Problem to solve >>
All of the data must be returned word for word.

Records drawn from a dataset
- Opening Delimiter -

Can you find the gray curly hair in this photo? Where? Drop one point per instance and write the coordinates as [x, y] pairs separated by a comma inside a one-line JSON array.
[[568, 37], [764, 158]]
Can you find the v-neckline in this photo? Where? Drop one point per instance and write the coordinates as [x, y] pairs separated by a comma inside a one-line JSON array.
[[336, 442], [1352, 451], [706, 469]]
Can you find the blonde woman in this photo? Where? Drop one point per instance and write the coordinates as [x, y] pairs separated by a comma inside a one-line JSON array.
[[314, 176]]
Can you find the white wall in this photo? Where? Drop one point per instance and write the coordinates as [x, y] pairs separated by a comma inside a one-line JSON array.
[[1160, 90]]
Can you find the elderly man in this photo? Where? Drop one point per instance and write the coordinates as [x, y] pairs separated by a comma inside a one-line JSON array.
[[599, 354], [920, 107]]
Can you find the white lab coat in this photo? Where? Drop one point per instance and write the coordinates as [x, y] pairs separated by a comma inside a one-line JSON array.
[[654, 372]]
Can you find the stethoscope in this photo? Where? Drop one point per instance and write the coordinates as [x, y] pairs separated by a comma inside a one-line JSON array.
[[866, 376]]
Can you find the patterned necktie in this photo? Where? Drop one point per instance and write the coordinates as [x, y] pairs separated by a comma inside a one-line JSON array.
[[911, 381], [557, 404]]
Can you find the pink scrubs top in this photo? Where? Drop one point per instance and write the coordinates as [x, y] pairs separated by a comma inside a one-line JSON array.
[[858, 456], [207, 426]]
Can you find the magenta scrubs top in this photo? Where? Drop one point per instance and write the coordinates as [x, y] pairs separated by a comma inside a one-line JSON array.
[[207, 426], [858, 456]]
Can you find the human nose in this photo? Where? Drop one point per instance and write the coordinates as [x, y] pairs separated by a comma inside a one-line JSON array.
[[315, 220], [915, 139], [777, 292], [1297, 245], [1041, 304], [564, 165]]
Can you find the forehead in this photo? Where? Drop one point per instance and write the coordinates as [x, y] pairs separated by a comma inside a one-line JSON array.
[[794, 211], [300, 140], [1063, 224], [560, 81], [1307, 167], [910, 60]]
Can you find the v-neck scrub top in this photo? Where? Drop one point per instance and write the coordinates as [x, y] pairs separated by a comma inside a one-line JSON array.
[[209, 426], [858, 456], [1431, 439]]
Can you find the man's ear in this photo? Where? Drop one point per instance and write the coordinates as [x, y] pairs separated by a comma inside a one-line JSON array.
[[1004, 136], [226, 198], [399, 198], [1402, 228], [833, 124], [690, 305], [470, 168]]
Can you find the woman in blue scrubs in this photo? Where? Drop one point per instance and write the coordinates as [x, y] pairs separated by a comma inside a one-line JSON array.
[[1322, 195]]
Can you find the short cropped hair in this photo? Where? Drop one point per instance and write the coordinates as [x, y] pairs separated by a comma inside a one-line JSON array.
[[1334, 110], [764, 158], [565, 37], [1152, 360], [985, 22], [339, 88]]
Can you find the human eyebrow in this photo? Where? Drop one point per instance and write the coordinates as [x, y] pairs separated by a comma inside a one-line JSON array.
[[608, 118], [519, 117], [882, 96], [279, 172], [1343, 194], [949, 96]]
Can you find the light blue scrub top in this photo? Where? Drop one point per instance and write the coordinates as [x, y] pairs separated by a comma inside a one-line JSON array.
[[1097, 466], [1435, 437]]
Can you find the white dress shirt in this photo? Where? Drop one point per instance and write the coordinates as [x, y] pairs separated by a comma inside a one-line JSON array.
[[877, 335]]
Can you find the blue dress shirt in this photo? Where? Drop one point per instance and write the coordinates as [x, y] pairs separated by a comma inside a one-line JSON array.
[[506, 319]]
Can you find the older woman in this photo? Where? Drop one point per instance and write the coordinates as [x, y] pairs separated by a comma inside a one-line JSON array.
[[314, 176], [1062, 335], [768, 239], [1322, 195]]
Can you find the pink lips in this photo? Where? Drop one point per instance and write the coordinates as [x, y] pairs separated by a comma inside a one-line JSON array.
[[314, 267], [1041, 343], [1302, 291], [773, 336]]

- Closing Delimiter -

Task output >>
Can you find the gray curly hair in this photo? Where? Drop one point per instance and write the coordinates as [x, y] pairs separated by a comma inside a one-line JSON array.
[[568, 37], [764, 158]]
Can you find the v-neckline in this photo? Where? Drop one point per instance and write the coordinates as [x, y] pairs separated by a comma inside a one-line JSON array.
[[336, 442], [1352, 451], [706, 469]]
Can you find the blonde woman in this photo? Where? Drop one point per instance and write the coordinates as [x, y] pairs separated by a comma inside a one-line JSON array.
[[314, 176]]
Can you find the white wall in this photo? Where? Drop one point per instance and write the coordinates as [x, y] pairs separated by a comma inside a one-line JSON array.
[[1160, 90]]
Can you find the elderly man in this photo? Where? Drop one point per instance and write the coordinates as [x, y] pairs separated by a comma inside a one-line JSON array.
[[599, 354], [920, 107]]
Can you find the white lab coat in this photo? Where? Drop one point per instance and write the coordinates as [x, y] pairs separated by a comma inside a one-line JSON array.
[[654, 372]]
Can you find the stethoscope in this photo? Where? Drop one point per instance and write the coordinates as [x, y] pairs separated by a comma inside a one-line JSON array.
[[866, 376]]
Can you find the patterned necktie in this photo? Where? Drop one point per instance and write the coordinates as [x, y] pairs separated by a comma inside a one-line JSON array.
[[911, 381], [557, 404]]
Can you find the pink scrubs top in this photo? Where? Drop one point per instance and write the coordinates as [x, y] pairs separated by a comma inside a one-line JSON array.
[[858, 456], [207, 426]]
Can you find the magenta scrubs top in this photo? Where? Drop one point per instance and write the coordinates as [x, y] pairs separated by a comma inside a one-line JSON array.
[[207, 426], [858, 456]]
Can you find the human nose in this photo? Where? Drop one point per instance and write the coordinates as [x, y] pairs separated by a comma inside a one-line JSON array.
[[315, 220], [915, 139], [777, 292], [1297, 245], [1041, 304], [564, 165]]
Can you find the forehead in this photo? Where? Drop one point per instance and write the coordinates as [x, y] pairs separated by a comma inside a one-line JSON array.
[[794, 211], [300, 140], [1063, 224], [560, 81], [1307, 167], [910, 60]]
Can you find the v-neck scrub top in this photo? Where? Drop one point per instance and write the coordinates as [x, y] pairs separated by a comma inside a one-line JSON array.
[[209, 426], [858, 456], [1431, 439]]
Can you find the man's ear in this photo? Where? Drop one point per instance and write the coordinates as [x, y] pairs separated by a comma inside a one-line JSON array.
[[1004, 136], [226, 198], [399, 198], [1402, 228], [833, 124], [690, 305], [470, 168]]
Can you find the woman in blue scrubs in this photo? Where? Drop one point per instance and write the coordinates as [x, y] pairs separated by a comma inside a one-line JSON array.
[[1322, 195]]
Can you find the short cropped hair in this photo? Where? Drop one point per instance and write the coordinates as [x, y] pairs separated by a comma inside a one-line JSON array.
[[1334, 110], [764, 158], [565, 37], [1152, 360], [985, 22], [339, 88]]
Can you find the human eyebrow in this photo? Where? Drop one point per instance and write the coordinates as [x, y] pairs separated by a comma inside a one-line JSON array.
[[608, 118], [519, 117], [882, 96], [279, 172], [1343, 194], [949, 96]]
Can you find the light blue scrub top in this photo? Where? Drop one point per instance and write the coordinates as [x, y] pairs separated by a comma inside a one-line JSON array.
[[1097, 466], [1435, 437]]
Can you find the white dress shirt in this photo? Where? Drop one point per instance and write the coordinates as [x, y] pairs separated by a comma inside a one-line JSON array.
[[877, 335]]
Can you find the blue dress shirt in this photo? Where? Drop one point per instance and write the coordinates as [x, y] pairs separated by a comma inside a one-line JSON array.
[[506, 319]]
Can you find the older woman in this photo? Where? Drop one point per instance and write the coordinates as [x, y] pairs separated by a comma inside a one-line JSON array.
[[314, 176], [1062, 335], [768, 239], [1322, 195]]
Can you find the pink lips in this photo? Where? Drop one point per instance and write the coordinates as [x, y] pairs separated by a comma inside a one-line JSON array.
[[314, 267], [1041, 343], [1302, 291], [773, 336]]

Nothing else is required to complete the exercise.